EXERCISE BRIEF - Please return, unchanged, every line of the entries below that contains the string "light".

#### STORED RECORDS

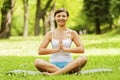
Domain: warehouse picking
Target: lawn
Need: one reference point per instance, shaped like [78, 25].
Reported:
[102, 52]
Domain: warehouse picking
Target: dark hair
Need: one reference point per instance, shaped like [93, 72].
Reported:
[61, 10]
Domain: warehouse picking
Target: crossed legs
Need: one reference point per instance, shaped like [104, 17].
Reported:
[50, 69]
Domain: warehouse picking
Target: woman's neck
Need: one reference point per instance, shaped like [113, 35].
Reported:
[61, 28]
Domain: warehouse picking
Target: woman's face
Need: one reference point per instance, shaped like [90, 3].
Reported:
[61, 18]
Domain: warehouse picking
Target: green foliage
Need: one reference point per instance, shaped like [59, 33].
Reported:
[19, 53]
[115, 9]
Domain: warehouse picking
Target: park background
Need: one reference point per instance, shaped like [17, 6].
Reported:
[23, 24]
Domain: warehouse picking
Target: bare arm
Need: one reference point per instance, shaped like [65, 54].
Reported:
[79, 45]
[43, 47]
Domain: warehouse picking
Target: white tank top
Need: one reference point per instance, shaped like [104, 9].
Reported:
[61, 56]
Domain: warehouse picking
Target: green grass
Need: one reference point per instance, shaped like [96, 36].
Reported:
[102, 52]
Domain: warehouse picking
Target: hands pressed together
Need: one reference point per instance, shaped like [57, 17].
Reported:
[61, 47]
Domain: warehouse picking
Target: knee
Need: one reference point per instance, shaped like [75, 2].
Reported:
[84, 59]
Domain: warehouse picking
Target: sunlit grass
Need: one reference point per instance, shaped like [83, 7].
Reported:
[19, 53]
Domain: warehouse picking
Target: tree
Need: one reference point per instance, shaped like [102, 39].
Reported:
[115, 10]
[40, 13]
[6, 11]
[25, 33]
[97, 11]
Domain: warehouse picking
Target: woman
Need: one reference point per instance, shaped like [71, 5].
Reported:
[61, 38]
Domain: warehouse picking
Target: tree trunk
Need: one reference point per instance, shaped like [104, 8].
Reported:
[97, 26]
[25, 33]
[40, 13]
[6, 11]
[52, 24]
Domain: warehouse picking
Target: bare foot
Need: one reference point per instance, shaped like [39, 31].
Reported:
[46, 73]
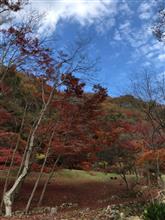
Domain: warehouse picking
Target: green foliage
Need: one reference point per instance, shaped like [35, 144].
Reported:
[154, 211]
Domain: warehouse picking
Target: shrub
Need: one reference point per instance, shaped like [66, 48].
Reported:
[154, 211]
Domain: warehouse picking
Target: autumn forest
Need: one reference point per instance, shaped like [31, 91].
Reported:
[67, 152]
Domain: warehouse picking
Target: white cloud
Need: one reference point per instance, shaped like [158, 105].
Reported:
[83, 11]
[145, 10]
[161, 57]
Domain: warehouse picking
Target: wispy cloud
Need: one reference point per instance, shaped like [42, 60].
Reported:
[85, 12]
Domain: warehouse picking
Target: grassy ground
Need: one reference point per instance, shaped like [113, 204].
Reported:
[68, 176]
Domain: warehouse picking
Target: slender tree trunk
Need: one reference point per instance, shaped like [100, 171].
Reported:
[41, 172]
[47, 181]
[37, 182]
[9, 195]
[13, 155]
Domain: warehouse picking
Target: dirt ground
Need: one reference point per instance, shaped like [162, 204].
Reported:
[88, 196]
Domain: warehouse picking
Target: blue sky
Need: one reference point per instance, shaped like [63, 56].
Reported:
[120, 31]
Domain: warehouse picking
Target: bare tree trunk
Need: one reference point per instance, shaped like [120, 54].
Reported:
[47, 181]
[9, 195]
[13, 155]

########
#### STORED RECORDS

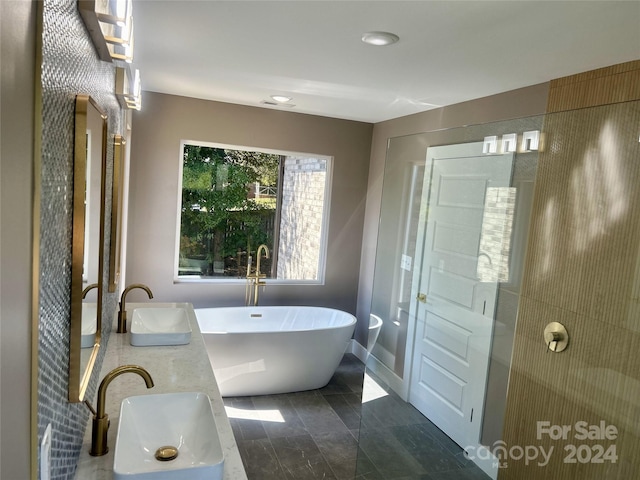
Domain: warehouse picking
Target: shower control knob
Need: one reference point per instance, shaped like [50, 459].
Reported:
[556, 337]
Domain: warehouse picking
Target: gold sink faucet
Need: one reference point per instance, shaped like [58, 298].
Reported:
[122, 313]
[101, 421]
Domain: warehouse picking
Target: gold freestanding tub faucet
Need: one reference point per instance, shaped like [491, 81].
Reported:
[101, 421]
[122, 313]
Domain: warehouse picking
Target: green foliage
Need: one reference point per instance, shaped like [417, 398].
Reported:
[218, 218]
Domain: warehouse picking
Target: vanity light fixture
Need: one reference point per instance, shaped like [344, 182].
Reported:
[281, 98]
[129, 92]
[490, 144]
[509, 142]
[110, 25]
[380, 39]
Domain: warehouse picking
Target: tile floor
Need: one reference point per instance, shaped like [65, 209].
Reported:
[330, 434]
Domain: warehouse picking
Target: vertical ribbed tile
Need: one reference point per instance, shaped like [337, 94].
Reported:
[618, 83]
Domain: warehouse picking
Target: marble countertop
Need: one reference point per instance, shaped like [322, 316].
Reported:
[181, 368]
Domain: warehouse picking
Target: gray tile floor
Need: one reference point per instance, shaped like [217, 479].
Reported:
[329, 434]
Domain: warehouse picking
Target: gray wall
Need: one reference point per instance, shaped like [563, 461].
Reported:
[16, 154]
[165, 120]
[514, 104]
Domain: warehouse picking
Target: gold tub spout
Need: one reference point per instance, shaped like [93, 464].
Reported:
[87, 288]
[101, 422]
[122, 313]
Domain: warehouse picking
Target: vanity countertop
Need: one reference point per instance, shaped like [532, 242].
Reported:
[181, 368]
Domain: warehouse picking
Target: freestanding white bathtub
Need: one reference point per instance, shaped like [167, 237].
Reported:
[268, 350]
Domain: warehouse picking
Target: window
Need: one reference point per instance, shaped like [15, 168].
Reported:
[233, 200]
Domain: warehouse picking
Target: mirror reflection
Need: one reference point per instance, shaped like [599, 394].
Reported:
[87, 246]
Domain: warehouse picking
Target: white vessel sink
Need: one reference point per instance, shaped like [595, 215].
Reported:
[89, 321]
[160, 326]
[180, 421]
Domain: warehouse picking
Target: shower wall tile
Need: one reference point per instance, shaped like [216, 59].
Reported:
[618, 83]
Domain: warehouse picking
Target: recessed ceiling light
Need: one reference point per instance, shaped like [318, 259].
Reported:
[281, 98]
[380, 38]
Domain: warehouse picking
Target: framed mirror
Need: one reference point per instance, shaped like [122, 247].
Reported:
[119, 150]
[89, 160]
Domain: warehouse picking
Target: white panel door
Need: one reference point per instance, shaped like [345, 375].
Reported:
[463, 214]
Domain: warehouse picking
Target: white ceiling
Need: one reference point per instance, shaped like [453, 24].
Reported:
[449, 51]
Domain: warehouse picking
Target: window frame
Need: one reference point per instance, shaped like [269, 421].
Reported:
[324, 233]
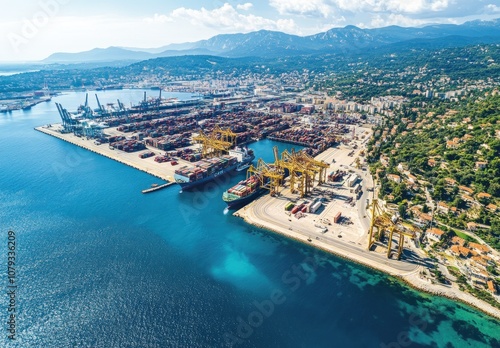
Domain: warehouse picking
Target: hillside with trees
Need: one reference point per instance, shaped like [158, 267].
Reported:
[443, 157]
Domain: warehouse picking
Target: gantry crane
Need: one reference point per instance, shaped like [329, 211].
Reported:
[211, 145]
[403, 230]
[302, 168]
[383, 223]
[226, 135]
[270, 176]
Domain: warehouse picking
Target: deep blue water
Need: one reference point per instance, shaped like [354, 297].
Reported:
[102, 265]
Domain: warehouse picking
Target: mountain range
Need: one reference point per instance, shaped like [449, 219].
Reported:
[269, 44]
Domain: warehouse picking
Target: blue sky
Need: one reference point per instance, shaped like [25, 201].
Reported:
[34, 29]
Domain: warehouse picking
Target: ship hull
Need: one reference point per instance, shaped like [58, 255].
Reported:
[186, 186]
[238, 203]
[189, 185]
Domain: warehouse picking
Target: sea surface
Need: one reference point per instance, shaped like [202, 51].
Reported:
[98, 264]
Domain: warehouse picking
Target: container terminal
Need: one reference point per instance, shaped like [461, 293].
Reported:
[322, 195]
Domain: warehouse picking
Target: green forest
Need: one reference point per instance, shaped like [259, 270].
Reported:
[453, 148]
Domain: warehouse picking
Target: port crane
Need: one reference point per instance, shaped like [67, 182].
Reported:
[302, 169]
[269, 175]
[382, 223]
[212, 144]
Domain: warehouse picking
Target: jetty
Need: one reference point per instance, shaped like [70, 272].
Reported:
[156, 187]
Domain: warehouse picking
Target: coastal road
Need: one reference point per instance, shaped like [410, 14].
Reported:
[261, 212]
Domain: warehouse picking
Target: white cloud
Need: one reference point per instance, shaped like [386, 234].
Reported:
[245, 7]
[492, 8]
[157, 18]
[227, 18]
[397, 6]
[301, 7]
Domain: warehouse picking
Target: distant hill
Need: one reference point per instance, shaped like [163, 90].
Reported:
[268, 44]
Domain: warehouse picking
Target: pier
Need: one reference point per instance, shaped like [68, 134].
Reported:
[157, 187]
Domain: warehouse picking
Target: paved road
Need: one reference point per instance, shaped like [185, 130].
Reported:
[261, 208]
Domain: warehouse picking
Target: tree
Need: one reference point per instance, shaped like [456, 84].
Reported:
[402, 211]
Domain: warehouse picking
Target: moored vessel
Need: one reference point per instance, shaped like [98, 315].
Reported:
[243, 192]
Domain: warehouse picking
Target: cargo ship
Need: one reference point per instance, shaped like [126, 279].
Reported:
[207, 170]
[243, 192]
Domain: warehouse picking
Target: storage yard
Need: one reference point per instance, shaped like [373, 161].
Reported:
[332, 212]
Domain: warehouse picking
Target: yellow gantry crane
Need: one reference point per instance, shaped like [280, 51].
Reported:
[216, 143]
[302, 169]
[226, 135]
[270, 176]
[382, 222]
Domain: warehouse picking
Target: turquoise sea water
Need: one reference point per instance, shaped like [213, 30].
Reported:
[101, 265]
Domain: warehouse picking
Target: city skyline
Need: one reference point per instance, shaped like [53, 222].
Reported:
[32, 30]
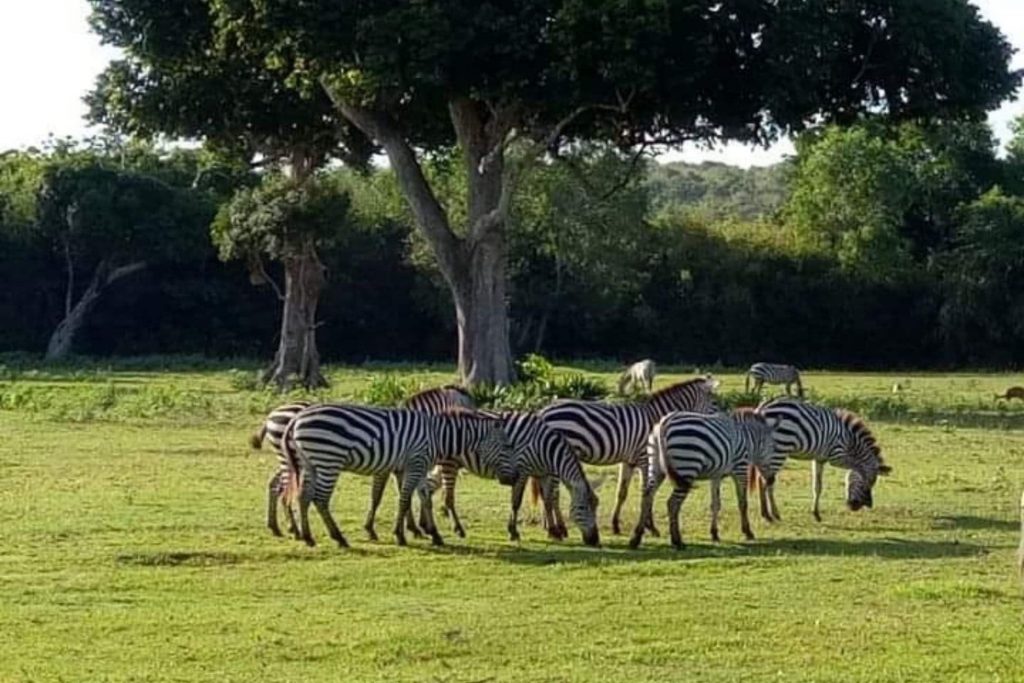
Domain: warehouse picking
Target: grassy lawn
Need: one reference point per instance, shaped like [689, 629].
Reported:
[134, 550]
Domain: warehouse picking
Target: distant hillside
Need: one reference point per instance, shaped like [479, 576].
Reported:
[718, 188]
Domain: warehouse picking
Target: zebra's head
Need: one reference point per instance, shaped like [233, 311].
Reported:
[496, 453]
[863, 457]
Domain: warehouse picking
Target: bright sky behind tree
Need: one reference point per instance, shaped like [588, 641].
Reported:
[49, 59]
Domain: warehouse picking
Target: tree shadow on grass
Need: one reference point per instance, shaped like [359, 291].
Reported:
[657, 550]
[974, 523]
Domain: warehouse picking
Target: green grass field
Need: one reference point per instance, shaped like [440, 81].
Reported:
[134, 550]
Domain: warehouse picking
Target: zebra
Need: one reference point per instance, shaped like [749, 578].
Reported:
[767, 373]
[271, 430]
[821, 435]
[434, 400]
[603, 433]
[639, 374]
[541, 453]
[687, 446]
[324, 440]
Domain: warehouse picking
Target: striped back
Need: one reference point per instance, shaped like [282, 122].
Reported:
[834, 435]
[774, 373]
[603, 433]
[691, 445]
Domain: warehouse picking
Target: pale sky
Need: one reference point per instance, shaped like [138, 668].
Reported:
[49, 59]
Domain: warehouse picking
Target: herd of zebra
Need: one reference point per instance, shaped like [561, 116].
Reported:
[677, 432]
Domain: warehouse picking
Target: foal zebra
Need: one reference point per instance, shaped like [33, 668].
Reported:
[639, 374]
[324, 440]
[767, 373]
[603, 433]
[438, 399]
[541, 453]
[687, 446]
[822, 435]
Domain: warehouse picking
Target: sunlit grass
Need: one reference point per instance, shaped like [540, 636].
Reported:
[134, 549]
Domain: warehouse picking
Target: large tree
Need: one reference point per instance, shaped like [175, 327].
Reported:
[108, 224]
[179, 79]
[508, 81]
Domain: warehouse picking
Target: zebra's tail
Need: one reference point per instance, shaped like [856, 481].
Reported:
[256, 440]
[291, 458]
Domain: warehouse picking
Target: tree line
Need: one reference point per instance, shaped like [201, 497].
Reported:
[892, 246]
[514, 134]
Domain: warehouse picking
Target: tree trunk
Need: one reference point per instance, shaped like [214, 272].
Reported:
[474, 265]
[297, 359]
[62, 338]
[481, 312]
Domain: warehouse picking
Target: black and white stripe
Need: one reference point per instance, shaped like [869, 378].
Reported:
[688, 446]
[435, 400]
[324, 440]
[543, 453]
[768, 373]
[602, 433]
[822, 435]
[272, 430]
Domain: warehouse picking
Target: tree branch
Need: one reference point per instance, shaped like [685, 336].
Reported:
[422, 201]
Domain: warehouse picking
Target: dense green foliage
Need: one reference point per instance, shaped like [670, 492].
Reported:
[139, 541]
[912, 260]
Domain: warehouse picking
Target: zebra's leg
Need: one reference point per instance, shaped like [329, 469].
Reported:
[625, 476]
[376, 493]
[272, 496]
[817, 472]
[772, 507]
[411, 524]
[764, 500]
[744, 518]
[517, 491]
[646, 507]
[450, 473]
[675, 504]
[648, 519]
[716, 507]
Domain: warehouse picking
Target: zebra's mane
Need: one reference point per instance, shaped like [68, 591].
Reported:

########

ANSWER TO THE EXERCISE -
Target: vanity light fixture
Target: recessed ceiling light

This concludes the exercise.